→ Exercise instructions
With images removed, return the whole listing exactly as written.

→ Listed records

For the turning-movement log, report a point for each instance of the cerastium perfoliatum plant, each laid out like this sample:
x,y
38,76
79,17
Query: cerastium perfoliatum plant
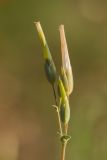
x,y
62,85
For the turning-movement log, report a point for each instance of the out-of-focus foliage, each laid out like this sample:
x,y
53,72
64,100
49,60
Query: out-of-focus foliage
x,y
27,121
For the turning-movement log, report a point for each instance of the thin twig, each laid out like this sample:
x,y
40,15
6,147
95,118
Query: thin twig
x,y
59,120
63,150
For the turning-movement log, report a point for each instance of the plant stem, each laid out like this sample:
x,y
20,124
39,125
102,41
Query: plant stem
x,y
63,150
59,120
53,87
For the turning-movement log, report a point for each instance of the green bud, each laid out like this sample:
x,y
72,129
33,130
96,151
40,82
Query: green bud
x,y
50,68
65,111
64,104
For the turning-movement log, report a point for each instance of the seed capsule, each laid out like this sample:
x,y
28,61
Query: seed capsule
x,y
64,105
66,61
49,65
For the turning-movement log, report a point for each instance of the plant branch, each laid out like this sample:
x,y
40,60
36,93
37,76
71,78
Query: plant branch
x,y
63,150
59,120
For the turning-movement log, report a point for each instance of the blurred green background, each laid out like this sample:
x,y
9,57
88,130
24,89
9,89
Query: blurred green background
x,y
28,124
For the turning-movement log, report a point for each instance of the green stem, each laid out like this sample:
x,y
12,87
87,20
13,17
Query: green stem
x,y
63,150
59,120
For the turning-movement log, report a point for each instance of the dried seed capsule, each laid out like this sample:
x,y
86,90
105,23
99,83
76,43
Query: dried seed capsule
x,y
50,71
50,68
65,60
65,80
64,105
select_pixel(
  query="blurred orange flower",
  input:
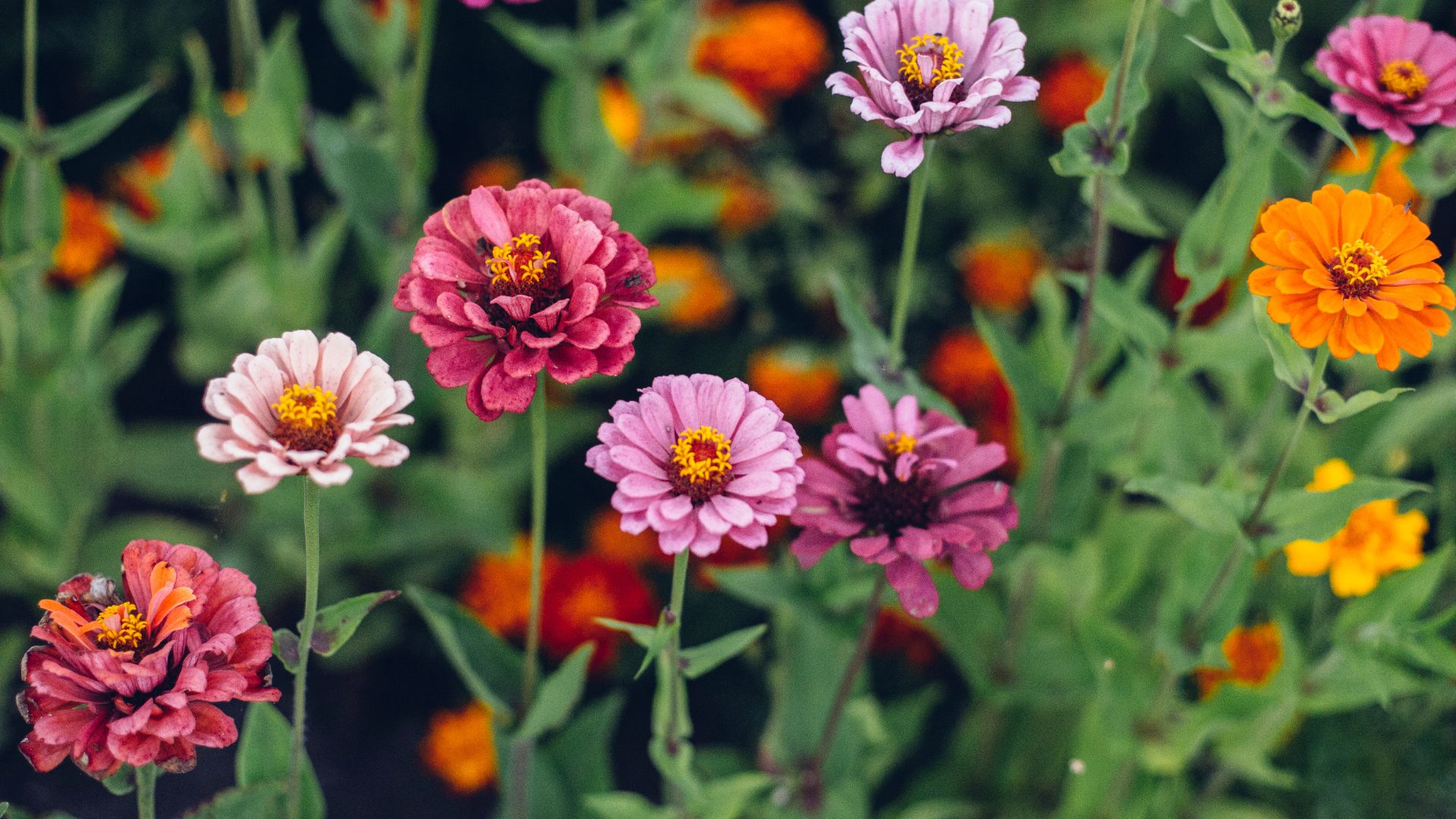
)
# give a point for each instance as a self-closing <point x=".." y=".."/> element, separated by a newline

→ Solution to the exercise
For the turning-movement log, report a point for each instance of the cerastium perfoliatum plant, each laid out like this sample:
x,y
38,76
79,17
Query: cerastium perfoliatum plant
x,y
62,85
For the turning-movement log, report a point for each instance of the out-of-focus foliage, each laid out like this sample:
x,y
53,72
64,100
49,60
Query: out-of-focus foliage
x,y
27,121
For the turning-movement log, report a point for each instance of the thin twig, each laid out like this sample:
x,y
40,15
6,147
95,118
Query: thin twig
x,y
59,120
63,150
For the turning-movement log, report a point for each instance of the plant stem, each laid out like this sample:
x,y
20,124
39,125
102,41
Query: plant stem
x,y
63,150
59,120
53,87
For the turning-movement log, report a point for each instance of the green bud, each laid out like this sample:
x,y
72,129
33,130
96,151
40,82
Query: green bud
x,y
50,68
65,111
64,104
For the turning-movement log, report a point for each instance of the seed capsule, each laid out like this sample:
x,y
28,61
Query: seed capsule
x,y
64,105
66,61
49,65
For the turning-movement log, report a point for each instance of the plant branch, each laid out like this sample:
x,y
40,60
36,93
37,76
71,78
Query: plant branch
x,y
63,150
59,120
For the turning-movement log, report a point for each instance of the blurred green background, each laid out like this sample:
x,y
9,57
88,130
24,89
9,89
Query: blurred green background
x,y
28,124
For the turning-movement log, report a point for each instance of the green stem, each laid out like this sample:
x,y
12,87
87,20
13,17
Query: green stem
x,y
63,150
59,120
For the turning-movement log, report a point for each instance of the dried seed capsule, each laid out like this sample:
x,y
86,90
105,23
99,83
76,43
Query: dried seed capsule
x,y
50,71
50,68
65,60
65,80
64,105
select_pixel(
  query="blurred orange flower",
  input:
)
# give a point for each instance as a self-closing <point x=".." y=".."/> element, separated by a newline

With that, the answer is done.